Brief
Scan the records below for the string "field" and return every line where it appears.

*** Opening of Information supplied ***

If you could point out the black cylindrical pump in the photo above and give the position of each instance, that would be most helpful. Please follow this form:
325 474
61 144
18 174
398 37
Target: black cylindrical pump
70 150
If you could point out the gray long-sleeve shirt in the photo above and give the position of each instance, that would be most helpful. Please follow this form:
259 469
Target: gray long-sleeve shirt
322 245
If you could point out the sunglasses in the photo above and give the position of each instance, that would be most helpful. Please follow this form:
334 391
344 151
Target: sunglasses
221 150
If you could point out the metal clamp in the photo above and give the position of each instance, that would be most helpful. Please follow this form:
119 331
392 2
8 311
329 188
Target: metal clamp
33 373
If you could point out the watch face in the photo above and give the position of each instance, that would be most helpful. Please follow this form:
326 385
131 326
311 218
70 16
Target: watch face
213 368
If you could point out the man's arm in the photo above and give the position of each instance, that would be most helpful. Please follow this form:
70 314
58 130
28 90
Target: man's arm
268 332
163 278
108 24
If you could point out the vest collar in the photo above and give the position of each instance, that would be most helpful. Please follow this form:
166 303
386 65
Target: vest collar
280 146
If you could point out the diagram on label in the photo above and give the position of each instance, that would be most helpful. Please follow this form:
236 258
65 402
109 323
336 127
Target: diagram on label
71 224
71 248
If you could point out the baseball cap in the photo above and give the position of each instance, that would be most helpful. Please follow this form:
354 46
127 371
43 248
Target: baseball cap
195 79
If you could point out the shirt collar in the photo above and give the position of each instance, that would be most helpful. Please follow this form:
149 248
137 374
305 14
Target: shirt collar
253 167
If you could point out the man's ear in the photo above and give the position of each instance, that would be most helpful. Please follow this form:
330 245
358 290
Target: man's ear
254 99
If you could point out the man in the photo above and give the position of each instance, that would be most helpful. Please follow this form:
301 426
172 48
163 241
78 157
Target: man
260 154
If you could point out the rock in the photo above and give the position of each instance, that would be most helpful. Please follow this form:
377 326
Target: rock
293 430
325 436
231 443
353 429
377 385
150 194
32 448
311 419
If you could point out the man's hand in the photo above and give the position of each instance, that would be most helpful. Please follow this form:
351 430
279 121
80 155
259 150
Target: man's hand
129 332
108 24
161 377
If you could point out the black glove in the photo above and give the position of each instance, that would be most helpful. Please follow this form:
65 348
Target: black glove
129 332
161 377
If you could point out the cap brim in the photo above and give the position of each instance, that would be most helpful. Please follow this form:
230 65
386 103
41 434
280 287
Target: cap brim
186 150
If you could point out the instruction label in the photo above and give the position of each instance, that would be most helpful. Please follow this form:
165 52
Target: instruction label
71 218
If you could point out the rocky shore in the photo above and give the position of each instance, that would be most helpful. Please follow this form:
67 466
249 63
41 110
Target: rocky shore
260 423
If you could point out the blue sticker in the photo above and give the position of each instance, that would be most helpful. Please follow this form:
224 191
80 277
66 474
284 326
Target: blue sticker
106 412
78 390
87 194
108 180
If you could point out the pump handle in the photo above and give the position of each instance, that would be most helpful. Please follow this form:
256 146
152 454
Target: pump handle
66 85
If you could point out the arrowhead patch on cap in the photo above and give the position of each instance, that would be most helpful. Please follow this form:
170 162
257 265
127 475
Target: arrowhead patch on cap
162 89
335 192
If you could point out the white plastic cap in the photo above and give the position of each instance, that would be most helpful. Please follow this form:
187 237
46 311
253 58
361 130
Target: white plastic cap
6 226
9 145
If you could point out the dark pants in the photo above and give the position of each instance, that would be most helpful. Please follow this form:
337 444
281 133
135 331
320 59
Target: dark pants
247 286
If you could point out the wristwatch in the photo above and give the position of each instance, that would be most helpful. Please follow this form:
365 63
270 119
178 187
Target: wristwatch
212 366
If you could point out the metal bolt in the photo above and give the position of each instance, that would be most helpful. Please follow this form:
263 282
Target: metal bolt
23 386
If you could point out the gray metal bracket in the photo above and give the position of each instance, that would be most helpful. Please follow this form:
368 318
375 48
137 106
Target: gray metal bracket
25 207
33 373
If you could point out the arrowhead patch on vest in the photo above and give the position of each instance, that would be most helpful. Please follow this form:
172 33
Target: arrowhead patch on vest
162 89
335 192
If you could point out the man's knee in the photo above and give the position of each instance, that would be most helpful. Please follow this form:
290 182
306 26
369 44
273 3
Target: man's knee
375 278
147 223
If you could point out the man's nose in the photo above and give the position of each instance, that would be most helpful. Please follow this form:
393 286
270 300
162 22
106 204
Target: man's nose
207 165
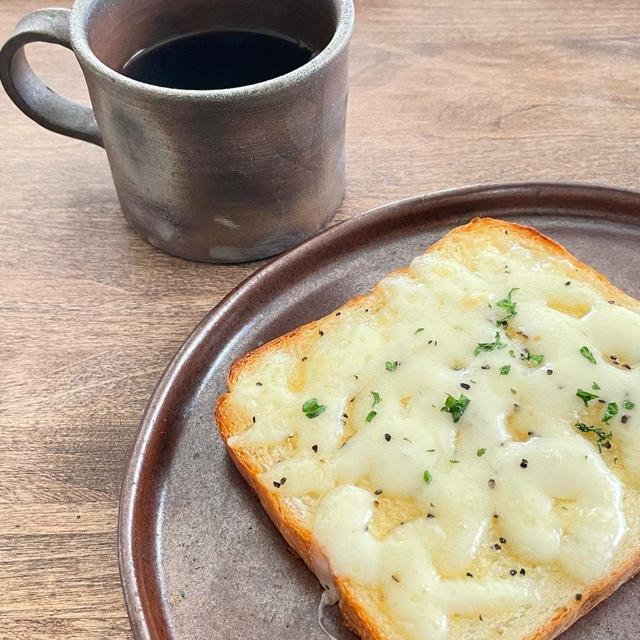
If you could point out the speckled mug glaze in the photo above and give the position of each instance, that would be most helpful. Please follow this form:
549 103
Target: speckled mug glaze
218 176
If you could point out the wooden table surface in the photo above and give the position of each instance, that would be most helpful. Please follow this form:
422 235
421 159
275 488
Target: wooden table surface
443 94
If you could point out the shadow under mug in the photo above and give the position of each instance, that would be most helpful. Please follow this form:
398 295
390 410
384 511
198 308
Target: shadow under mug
218 176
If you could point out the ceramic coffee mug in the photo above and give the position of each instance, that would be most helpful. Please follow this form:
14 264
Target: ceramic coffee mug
219 176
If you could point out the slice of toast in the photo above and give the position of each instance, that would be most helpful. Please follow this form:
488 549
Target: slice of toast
456 453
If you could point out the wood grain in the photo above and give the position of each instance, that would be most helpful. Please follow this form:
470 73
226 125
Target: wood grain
442 94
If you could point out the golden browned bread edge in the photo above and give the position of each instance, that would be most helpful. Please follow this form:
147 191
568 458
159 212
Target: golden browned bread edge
299 538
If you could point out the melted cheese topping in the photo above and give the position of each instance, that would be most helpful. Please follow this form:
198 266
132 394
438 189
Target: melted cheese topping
438 515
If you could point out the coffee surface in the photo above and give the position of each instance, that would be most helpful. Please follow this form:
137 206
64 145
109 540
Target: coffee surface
220 59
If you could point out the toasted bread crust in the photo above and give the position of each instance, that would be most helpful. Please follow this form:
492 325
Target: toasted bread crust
355 616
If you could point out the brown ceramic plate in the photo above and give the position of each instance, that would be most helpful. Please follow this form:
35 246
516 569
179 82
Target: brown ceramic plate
198 557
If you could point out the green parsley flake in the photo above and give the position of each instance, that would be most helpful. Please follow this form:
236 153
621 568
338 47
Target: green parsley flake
586 396
610 413
603 438
456 407
586 353
312 409
489 346
509 306
531 358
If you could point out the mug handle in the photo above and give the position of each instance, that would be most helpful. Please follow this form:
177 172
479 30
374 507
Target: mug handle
29 93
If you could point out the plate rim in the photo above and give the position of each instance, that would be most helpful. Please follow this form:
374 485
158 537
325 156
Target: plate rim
129 563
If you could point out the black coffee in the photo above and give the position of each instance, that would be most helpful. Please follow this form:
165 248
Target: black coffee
217 60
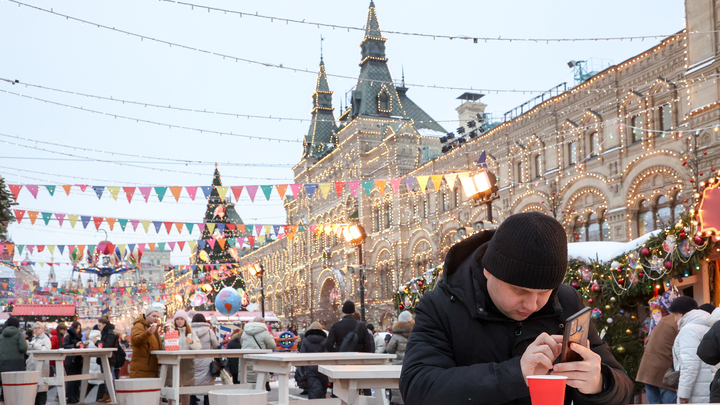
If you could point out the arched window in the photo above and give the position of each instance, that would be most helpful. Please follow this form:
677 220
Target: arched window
579 230
521 172
637 128
593 228
594 144
664 211
646 222
572 153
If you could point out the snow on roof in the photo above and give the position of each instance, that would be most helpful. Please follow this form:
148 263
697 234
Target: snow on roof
605 251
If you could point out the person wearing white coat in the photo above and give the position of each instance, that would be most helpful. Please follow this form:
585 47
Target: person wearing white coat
40 341
695 375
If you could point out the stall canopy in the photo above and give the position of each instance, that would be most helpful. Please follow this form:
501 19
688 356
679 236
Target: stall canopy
44 310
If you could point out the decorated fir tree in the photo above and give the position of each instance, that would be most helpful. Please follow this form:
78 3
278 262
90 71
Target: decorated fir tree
216 254
6 216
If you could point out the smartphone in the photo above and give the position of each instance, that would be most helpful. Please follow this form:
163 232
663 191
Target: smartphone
577 328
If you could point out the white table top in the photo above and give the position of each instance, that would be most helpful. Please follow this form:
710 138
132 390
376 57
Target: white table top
216 352
360 372
74 352
297 357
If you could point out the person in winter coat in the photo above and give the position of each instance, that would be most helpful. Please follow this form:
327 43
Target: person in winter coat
346 325
498 316
208 340
398 342
73 364
378 340
40 341
57 335
695 375
657 358
13 347
145 338
233 362
314 342
187 340
709 352
256 336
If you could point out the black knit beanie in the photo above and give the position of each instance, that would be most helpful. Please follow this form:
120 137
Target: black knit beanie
682 305
528 250
349 307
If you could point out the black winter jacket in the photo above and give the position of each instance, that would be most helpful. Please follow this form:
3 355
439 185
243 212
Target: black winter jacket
344 326
463 350
709 352
317 382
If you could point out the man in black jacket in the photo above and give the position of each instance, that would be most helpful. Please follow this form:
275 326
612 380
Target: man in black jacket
346 325
497 317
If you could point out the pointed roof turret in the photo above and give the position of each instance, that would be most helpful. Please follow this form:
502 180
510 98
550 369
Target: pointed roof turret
321 134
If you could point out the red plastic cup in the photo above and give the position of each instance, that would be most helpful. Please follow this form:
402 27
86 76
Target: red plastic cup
547 389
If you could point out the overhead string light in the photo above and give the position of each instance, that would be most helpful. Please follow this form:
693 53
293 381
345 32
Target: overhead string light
281 65
475 39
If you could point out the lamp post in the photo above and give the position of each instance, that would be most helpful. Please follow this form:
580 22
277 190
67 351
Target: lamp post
355 235
481 187
258 270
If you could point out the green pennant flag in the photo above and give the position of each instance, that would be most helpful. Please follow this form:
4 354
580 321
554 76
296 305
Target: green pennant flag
367 186
267 190
160 191
46 217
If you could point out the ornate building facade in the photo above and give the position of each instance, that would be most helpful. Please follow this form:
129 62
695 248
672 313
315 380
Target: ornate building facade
612 159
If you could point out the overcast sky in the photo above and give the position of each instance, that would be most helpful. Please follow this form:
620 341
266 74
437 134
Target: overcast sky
41 48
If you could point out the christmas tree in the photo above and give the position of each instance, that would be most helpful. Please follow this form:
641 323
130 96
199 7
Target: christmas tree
216 254
6 216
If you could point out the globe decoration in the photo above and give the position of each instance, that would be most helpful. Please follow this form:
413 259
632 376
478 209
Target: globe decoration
227 301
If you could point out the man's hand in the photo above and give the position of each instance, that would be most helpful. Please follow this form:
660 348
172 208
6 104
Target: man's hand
539 356
584 375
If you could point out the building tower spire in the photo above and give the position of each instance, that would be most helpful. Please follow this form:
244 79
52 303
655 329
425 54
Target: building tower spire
321 135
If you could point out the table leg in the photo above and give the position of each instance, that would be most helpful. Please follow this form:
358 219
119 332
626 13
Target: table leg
242 370
60 375
83 383
284 389
107 371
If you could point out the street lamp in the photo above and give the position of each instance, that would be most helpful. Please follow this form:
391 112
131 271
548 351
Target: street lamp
257 269
481 187
355 235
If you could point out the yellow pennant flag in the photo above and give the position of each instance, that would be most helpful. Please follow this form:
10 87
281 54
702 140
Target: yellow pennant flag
380 184
437 181
281 189
450 180
176 192
422 181
325 189
114 191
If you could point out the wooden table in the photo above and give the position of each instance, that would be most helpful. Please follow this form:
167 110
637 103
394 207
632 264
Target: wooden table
347 380
282 363
171 359
58 356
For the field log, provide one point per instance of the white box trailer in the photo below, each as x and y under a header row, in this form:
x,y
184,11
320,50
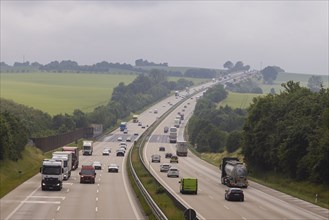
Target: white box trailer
x,y
67,160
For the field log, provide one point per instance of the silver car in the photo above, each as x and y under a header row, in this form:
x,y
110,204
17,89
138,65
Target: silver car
x,y
173,172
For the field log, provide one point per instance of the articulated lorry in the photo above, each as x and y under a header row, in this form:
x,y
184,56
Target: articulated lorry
x,y
172,135
234,172
75,155
52,172
87,148
181,148
67,160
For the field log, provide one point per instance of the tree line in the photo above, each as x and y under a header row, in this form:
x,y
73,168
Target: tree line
x,y
213,129
103,67
18,123
288,133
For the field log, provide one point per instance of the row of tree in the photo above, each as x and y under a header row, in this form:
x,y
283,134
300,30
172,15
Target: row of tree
x,y
288,133
248,86
18,122
211,129
141,62
238,66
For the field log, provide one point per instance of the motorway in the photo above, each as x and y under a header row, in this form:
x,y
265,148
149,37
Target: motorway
x,y
111,197
260,202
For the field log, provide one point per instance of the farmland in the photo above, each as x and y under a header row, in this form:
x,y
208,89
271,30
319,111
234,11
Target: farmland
x,y
56,93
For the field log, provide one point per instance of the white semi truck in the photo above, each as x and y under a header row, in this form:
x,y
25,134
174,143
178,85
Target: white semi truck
x,y
87,148
52,172
181,148
173,135
67,160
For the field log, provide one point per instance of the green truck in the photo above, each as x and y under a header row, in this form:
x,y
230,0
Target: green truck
x,y
188,186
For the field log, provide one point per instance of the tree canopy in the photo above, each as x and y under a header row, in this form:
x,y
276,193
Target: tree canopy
x,y
289,133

*** Close of Information supplied ***

Expected output
For the field log, provide one point per instance of the white box trailer in the photo below, each as x and y under a header row, in this form:
For the field log, provide one point per instance of the silver car in the photo above, each as x and y under a header row, in this form:
For the field log, provide one point per instance of the articulated lorry in the photo above, each as x and y under a header row, in this form:
For the field log, provide one point per instance of the tree line in the photo above, each as x and y under a header row, in this form:
For the field log, provide one point per instance of the row of tree in the photo above, each as x and y under a header row, in this form:
For the field log, provide one point per instance of the motorway in the photo above, each as x and y under a header row, in this form:
For the field log, provide one point per instance of the farmland in the photo above, each as x and y under a header row, in this form:
For the field log, provide one point per instance of the white semi truck in the photo above, each as x and y under a header row, in this form:
For the field log, provide one point per instance of the green truck in the photo above, each as x and y under a header row, in this form:
For the field log, provide one point per instance of the tree canopy in the photo above, each as x and y under a header row, in this form:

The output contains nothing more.